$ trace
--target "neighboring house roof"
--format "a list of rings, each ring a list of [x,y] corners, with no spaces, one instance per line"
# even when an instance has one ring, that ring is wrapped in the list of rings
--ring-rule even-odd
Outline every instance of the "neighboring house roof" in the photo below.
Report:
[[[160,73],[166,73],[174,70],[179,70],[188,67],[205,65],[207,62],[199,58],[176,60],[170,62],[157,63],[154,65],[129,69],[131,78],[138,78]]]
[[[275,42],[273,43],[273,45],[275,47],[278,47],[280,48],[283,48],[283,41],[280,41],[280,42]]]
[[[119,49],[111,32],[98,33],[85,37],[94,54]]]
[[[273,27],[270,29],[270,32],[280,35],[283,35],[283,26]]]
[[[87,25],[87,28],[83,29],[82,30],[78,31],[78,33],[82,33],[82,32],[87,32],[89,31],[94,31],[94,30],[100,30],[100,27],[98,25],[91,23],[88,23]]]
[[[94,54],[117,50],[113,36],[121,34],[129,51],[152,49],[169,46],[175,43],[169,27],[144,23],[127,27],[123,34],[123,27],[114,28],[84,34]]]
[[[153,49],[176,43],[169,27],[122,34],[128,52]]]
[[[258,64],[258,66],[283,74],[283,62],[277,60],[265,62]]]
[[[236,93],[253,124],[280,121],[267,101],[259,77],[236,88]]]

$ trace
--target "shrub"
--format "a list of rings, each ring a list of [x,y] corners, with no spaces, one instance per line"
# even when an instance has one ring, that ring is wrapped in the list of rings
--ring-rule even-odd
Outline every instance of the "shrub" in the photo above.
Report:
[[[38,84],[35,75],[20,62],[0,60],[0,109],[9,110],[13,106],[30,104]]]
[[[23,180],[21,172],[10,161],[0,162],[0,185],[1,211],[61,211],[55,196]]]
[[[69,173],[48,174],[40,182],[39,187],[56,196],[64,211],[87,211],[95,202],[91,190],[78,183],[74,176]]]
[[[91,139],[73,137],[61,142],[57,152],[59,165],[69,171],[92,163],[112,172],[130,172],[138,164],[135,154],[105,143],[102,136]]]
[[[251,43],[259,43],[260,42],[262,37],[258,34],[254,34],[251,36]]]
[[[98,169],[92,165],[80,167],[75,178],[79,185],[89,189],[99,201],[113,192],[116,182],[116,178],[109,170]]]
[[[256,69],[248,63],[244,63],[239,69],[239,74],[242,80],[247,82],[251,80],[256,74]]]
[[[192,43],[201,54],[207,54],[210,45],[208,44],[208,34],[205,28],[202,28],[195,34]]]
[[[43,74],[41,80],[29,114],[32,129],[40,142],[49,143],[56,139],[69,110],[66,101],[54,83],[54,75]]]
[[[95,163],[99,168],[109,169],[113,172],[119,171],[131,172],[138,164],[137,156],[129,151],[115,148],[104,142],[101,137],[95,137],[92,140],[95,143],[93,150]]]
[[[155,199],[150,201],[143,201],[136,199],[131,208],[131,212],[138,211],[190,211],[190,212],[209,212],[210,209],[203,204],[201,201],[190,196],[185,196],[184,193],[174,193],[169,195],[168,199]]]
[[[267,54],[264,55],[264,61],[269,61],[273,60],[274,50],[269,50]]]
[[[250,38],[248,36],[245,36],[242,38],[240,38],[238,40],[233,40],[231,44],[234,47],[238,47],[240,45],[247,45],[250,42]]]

WHAT YOU ARE ASKED TO DO ::
Reproduce all of the lines above verbatim, from the first through the last.

ANSWER TO THIS EXERCISE ::
$ trace
--target "neighboring house roof"
--format "a list of rings, each ring a list of [x,y] corners, with no spaces, one instance per line"
# even when an instance has one ring, that ring is wrapped in the list of rings
--ring-rule even-odd
Outline every instance of the "neighboring house roof" in the photo below.
Report:
[[[160,73],[166,73],[174,70],[179,70],[188,67],[205,65],[207,62],[199,58],[176,60],[170,62],[157,63],[154,65],[129,69],[131,78],[138,78]]]
[[[275,42],[273,43],[273,45],[275,47],[278,47],[280,48],[283,48],[283,41],[280,41],[280,42]]]
[[[119,49],[111,32],[98,33],[85,37],[94,54]]]
[[[273,27],[270,29],[270,32],[280,35],[283,35],[283,26]]]
[[[87,25],[87,28],[83,29],[82,30],[78,31],[78,33],[82,33],[82,32],[87,32],[89,31],[94,31],[94,30],[100,30],[100,27],[98,25],[91,23],[88,23]]]
[[[94,54],[117,50],[113,36],[121,34],[129,51],[152,49],[169,46],[175,43],[169,27],[144,23],[127,27],[123,34],[123,27],[114,28],[84,34]]]
[[[153,49],[176,43],[169,27],[122,34],[128,52]]]
[[[258,64],[258,66],[283,74],[283,62],[277,60],[265,62]]]
[[[236,93],[253,124],[280,121],[267,101],[259,77],[236,88]]]

$ trace
--target "shrub"
--format "a list of rings, each ring a list of [x,y] corners, with no spaces, one instance per line"
# even when an instance has one ring, that ring is wrapped in the list of rings
--ring-rule even-odd
Outline every instance of the "shrub" in the photo above.
Report:
[[[38,84],[35,75],[20,62],[0,60],[0,109],[9,110],[13,106],[30,104]]]
[[[23,180],[21,172],[10,161],[0,162],[0,185],[1,211],[61,211],[55,196]]]
[[[69,173],[48,174],[40,182],[39,187],[56,196],[64,211],[87,211],[95,202],[91,190],[78,183],[74,176]]]
[[[91,139],[73,137],[61,142],[57,152],[59,165],[69,171],[92,163],[112,172],[130,172],[138,164],[135,154],[105,143],[102,136]]]
[[[251,43],[259,43],[260,42],[262,37],[258,34],[254,34],[251,36]]]
[[[98,169],[92,165],[80,167],[75,178],[79,185],[89,189],[99,201],[113,192],[116,182],[116,178],[109,170]]]
[[[256,69],[248,63],[244,63],[239,69],[239,74],[242,80],[247,82],[251,80],[256,74]]]
[[[192,43],[201,54],[207,54],[210,45],[208,44],[208,34],[205,28],[202,28],[195,34]]]
[[[43,74],[41,80],[29,114],[32,129],[40,142],[49,143],[56,139],[69,110],[66,101],[54,83],[54,75]]]
[[[95,163],[99,168],[109,169],[113,172],[119,171],[131,172],[138,164],[137,156],[129,151],[115,148],[104,142],[101,137],[95,137],[92,140],[95,143],[93,150]]]
[[[155,199],[150,201],[143,201],[136,199],[131,208],[131,212],[138,211],[190,211],[190,212],[209,212],[210,209],[203,204],[201,201],[190,196],[185,196],[184,193],[174,193],[169,195],[168,199]]]
[[[267,54],[264,55],[264,61],[269,61],[273,60],[274,50],[269,50]]]
[[[250,38],[248,36],[245,36],[242,38],[240,38],[238,40],[233,40],[231,44],[234,47],[238,47],[240,45],[247,45],[250,42]]]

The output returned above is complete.